## Records for this exercise
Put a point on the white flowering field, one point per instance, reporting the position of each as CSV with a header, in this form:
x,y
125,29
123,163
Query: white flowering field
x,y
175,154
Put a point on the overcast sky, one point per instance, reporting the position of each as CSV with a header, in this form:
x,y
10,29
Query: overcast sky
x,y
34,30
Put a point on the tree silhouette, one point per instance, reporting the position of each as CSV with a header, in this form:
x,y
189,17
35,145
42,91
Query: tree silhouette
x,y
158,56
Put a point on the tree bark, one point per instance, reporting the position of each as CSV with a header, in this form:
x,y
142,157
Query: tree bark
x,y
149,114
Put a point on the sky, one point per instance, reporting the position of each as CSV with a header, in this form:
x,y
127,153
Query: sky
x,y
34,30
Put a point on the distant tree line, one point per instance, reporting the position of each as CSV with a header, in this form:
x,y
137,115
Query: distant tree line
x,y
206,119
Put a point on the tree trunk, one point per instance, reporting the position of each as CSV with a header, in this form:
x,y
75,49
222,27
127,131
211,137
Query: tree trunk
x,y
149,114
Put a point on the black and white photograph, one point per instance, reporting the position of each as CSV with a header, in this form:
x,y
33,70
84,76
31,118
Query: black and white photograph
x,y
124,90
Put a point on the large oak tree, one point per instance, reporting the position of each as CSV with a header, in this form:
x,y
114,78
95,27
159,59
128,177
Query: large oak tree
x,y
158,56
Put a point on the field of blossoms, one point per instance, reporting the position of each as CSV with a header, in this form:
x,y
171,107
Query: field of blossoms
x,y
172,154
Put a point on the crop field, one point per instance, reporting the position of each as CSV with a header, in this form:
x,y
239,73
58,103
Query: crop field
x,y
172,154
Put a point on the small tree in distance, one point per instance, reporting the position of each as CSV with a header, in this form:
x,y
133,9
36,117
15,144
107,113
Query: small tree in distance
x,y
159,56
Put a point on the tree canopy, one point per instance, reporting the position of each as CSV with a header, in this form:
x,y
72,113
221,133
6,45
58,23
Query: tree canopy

## Exercise description
Exactly as written, give again every line from the one containing "Put a point on the large" through the last line of the material above, and no other lines.

## Response to the exercise
Put a point on the large oak tree, one point per instance, reporting the position of each as CSV with a header, in this form:
x,y
114,78
95,27
159,59
128,177
Query: large oak tree
x,y
158,56
Put a point on the field of blossoms, one point per instance, reporting the position of each as CSV with a header, in this form:
x,y
171,107
Query: field of blossoms
x,y
172,154
Put a point on the crop field, one point per instance, reporting the position of each as CSV with a header, in this form:
x,y
239,73
58,103
Query: crop field
x,y
172,154
Put a point on the small tree in distance, one point per instance, reporting the position of each as CSV with a header, in this form:
x,y
133,9
36,117
15,144
107,113
Query: small tree in distance
x,y
159,56
Put a point on the tree canopy, one point per instance, reporting the position of each as CSV with a header, in this form:
x,y
72,113
221,133
6,45
58,23
Query: tree canopy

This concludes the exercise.